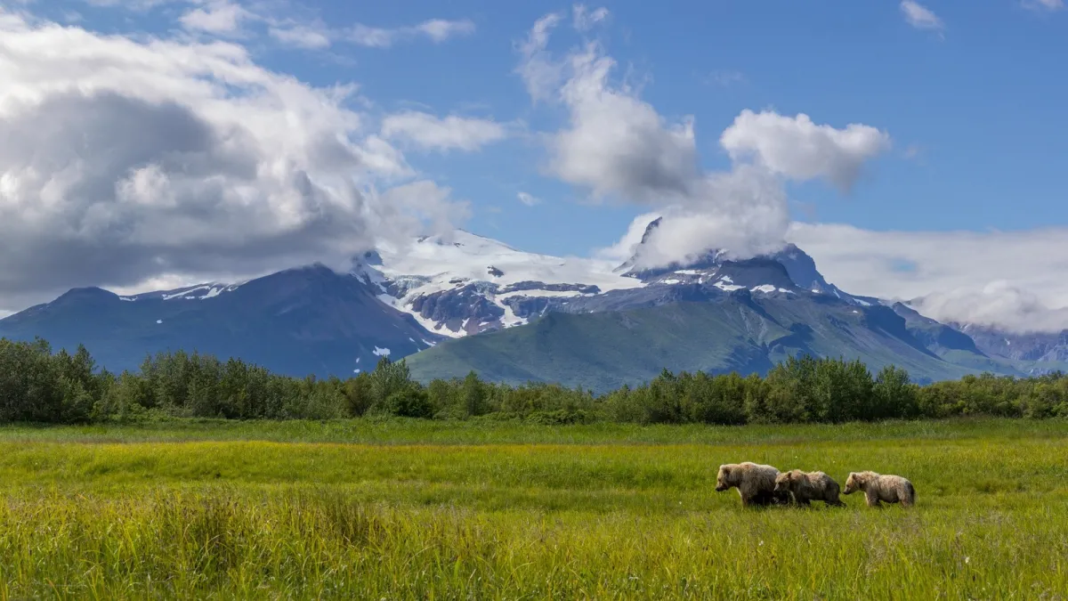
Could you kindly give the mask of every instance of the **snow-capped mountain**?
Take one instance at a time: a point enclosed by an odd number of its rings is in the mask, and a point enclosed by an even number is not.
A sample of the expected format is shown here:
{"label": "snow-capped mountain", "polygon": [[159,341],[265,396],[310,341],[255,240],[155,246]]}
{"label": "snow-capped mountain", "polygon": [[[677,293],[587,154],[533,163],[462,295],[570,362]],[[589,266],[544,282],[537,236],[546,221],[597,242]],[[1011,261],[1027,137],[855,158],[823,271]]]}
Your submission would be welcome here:
{"label": "snow-capped mountain", "polygon": [[[0,320],[0,336],[42,336],[57,348],[85,343],[112,370],[136,369],[146,353],[184,349],[241,357],[292,375],[345,375],[371,369],[381,356],[395,359],[436,345],[427,356],[438,356],[441,342],[461,342],[450,338],[477,334],[474,339],[484,340],[483,333],[507,334],[533,321],[537,332],[548,328],[553,339],[596,359],[607,353],[597,344],[611,337],[598,342],[582,334],[590,324],[611,323],[633,333],[628,324],[663,318],[668,321],[656,328],[679,338],[670,343],[674,355],[664,346],[648,350],[654,363],[697,356],[714,341],[717,353],[723,352],[716,360],[725,363],[701,369],[764,369],[794,352],[905,361],[932,377],[963,373],[959,368],[1021,373],[1032,367],[1011,356],[984,354],[967,335],[904,306],[846,293],[792,245],[745,260],[713,250],[651,269],[637,267],[642,251],[637,245],[622,263],[561,258],[456,230],[366,252],[347,273],[311,265],[249,281],[131,296],[76,289]],[[684,303],[707,308],[703,325],[679,326],[689,310],[678,308]],[[538,320],[550,313],[578,321]],[[616,317],[583,321],[590,313]],[[568,324],[580,329],[561,333]],[[635,343],[628,336],[617,338]],[[1041,357],[1061,357],[1057,348],[1050,341]],[[588,369],[606,369],[597,365]],[[517,377],[521,371],[508,369]],[[606,383],[614,377],[602,375]]]}
{"label": "snow-capped mountain", "polygon": [[[640,251],[641,246],[635,253]],[[364,257],[355,273],[381,290],[383,303],[410,313],[428,330],[453,338],[522,325],[548,311],[595,312],[676,302],[686,299],[679,293],[687,291],[691,299],[747,290],[833,295],[862,306],[877,303],[827,282],[812,258],[794,245],[772,257],[744,261],[710,252],[665,268],[639,271],[632,265],[633,260],[616,264],[524,252],[456,230],[447,237],[422,237],[403,249],[379,249]]]}

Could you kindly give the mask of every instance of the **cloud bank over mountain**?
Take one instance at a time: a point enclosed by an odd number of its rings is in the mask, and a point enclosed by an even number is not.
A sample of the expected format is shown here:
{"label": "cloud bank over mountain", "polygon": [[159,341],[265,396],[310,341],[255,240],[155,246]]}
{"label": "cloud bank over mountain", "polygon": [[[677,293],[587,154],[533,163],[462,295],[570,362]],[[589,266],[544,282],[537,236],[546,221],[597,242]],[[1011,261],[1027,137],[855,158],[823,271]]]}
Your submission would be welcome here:
{"label": "cloud bank over mountain", "polygon": [[553,57],[548,45],[562,22],[562,14],[535,22],[517,68],[532,99],[556,103],[568,114],[565,127],[549,137],[547,170],[595,199],[650,206],[664,216],[637,257],[639,267],[686,262],[713,249],[740,259],[774,252],[790,224],[787,180],[822,179],[848,191],[863,165],[890,147],[889,135],[868,125],[837,129],[805,114],[745,110],[720,139],[733,168],[705,171],[693,118],[669,122],[634,87],[613,82],[616,61],[601,44],[585,40]]}
{"label": "cloud bank over mountain", "polygon": [[356,86],[302,83],[242,46],[9,13],[0,56],[4,306],[77,286],[344,265],[466,215],[370,129]]}

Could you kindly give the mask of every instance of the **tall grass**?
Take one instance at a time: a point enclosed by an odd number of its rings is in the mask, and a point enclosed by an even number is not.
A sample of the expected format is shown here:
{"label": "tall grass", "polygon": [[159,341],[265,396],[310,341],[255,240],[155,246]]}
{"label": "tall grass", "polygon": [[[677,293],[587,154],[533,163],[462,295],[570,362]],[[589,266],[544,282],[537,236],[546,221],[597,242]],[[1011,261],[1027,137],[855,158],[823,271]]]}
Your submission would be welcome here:
{"label": "tall grass", "polygon": [[[896,425],[874,440],[745,427],[641,445],[603,432],[596,444],[82,444],[75,430],[12,429],[0,601],[1063,599],[1068,434],[1017,423]],[[918,504],[743,510],[712,490],[716,467],[742,460],[839,482],[897,473]]]}

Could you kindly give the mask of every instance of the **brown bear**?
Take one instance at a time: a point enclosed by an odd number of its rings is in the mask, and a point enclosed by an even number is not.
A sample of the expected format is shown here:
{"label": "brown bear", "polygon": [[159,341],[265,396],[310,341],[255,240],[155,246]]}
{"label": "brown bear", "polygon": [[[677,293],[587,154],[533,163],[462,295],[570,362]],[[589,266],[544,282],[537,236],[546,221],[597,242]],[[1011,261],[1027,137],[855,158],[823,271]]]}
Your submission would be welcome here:
{"label": "brown bear", "polygon": [[775,477],[779,469],[749,461],[720,465],[716,476],[716,492],[738,488],[742,507],[751,505],[786,505],[790,493],[775,492]]}
{"label": "brown bear", "polygon": [[868,507],[881,507],[879,502],[900,503],[901,507],[912,507],[916,503],[916,490],[912,482],[900,476],[881,475],[875,472],[850,472],[846,479],[845,494],[864,491]]}
{"label": "brown bear", "polygon": [[838,498],[838,483],[822,472],[802,472],[791,469],[775,477],[775,492],[787,492],[794,495],[794,503],[810,505],[813,500],[822,500],[827,505],[844,507],[846,504]]}

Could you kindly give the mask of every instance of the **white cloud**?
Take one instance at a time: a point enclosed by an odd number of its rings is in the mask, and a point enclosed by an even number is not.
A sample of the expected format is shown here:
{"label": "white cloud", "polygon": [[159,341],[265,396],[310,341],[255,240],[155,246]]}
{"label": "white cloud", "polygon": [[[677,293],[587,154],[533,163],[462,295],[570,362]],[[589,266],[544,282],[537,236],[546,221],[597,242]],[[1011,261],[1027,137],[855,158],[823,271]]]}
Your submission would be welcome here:
{"label": "white cloud", "polygon": [[576,4],[571,9],[571,22],[579,31],[588,31],[595,25],[608,18],[608,9],[601,6],[591,11],[585,4]]}
{"label": "white cloud", "polygon": [[433,42],[444,42],[453,36],[470,35],[474,33],[474,22],[469,19],[445,20],[430,19],[415,26],[415,29],[425,34]]}
{"label": "white cloud", "polygon": [[531,28],[527,40],[519,45],[522,60],[516,67],[516,73],[523,78],[527,93],[537,103],[549,99],[563,77],[563,65],[550,60],[546,51],[549,43],[549,32],[553,30],[563,17],[551,13],[539,18]]}
{"label": "white cloud", "polygon": [[938,15],[915,0],[901,0],[900,6],[905,20],[916,29],[941,31],[945,28]]}
{"label": "white cloud", "polygon": [[411,142],[424,150],[475,151],[507,135],[497,122],[451,114],[439,119],[419,111],[391,114],[382,121],[382,136]]}
{"label": "white cloud", "polygon": [[234,33],[240,28],[240,21],[249,13],[240,5],[227,0],[215,0],[205,7],[193,9],[182,15],[182,26],[186,29],[205,31],[208,33]]}
{"label": "white cloud", "polygon": [[829,281],[909,300],[940,321],[1014,332],[1068,327],[1068,228],[1019,232],[875,232],[794,224],[788,234]]}
{"label": "white cloud", "polygon": [[413,40],[417,37],[426,37],[434,43],[441,43],[450,37],[474,33],[474,22],[469,19],[429,19],[419,25],[396,29],[382,29],[356,24],[349,32],[348,38],[354,44],[358,44],[360,46],[367,46],[371,48],[389,48],[398,42]]}
{"label": "white cloud", "polygon": [[1065,7],[1064,0],[1023,0],[1024,9],[1033,11],[1059,11]]}
{"label": "white cloud", "polygon": [[755,156],[775,173],[794,180],[822,178],[849,191],[864,164],[890,149],[890,136],[869,125],[844,129],[816,125],[808,115],[785,117],[745,109],[723,132],[720,143],[738,160]]}
{"label": "white cloud", "polygon": [[342,264],[462,219],[365,130],[355,86],[241,46],[0,18],[0,307],[76,286]]}
{"label": "white cloud", "polygon": [[516,196],[519,198],[519,202],[525,204],[527,206],[534,206],[535,204],[541,202],[541,199],[527,192],[519,192]]}
{"label": "white cloud", "polygon": [[267,32],[271,37],[286,46],[319,50],[330,46],[330,30],[318,25],[288,25],[270,27]]}
{"label": "white cloud", "polygon": [[[773,252],[785,244],[789,226],[784,179],[851,180],[884,148],[882,135],[866,126],[835,129],[805,115],[745,111],[723,137],[733,169],[705,172],[693,119],[666,120],[631,87],[613,84],[615,61],[598,44],[552,60],[546,47],[556,20],[549,15],[534,25],[518,70],[533,97],[559,102],[568,112],[567,125],[549,138],[547,170],[594,198],[622,199],[663,215],[639,249],[639,267],[685,262],[709,250],[735,258]],[[553,80],[554,88],[548,86]],[[819,156],[806,157],[814,148]]]}

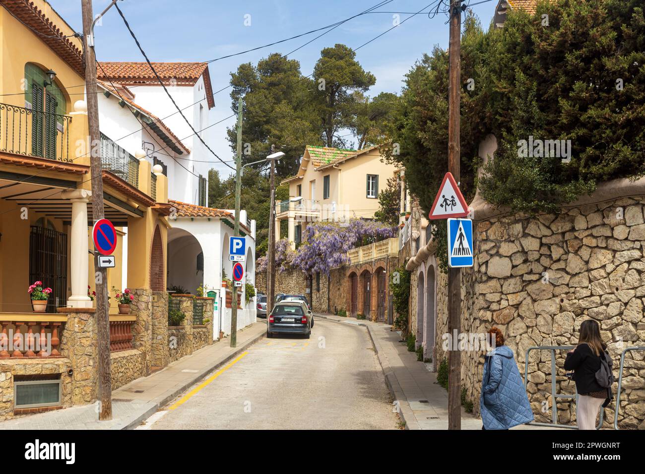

TASK OBJECTIVE: Copy out each line in the items above that contains the word "tall". Case counts, so a line only matches if its capitalization is the same.

RESULT:
Could you kindly give the mask of every instance of the **tall grass**?
{"label": "tall grass", "polygon": [[159,341],[265,396],[310,341],[255,240],[155,246]]}
{"label": "tall grass", "polygon": [[[677,293],[587,154],[533,163],[462,295],[570,362]],[[589,266],[544,282],[537,236],[546,221],[597,242]],[[1011,261],[1027,137],[855,158],[823,271]]]}
{"label": "tall grass", "polygon": [[[896,425],[874,440],[745,427],[641,445],[603,432],[596,444],[82,444],[75,430],[12,429],[0,601],[1063,599],[1068,434],[1017,423]],[[918,504],[743,510],[712,490],[716,467],[742,460],[839,482],[897,473]]]}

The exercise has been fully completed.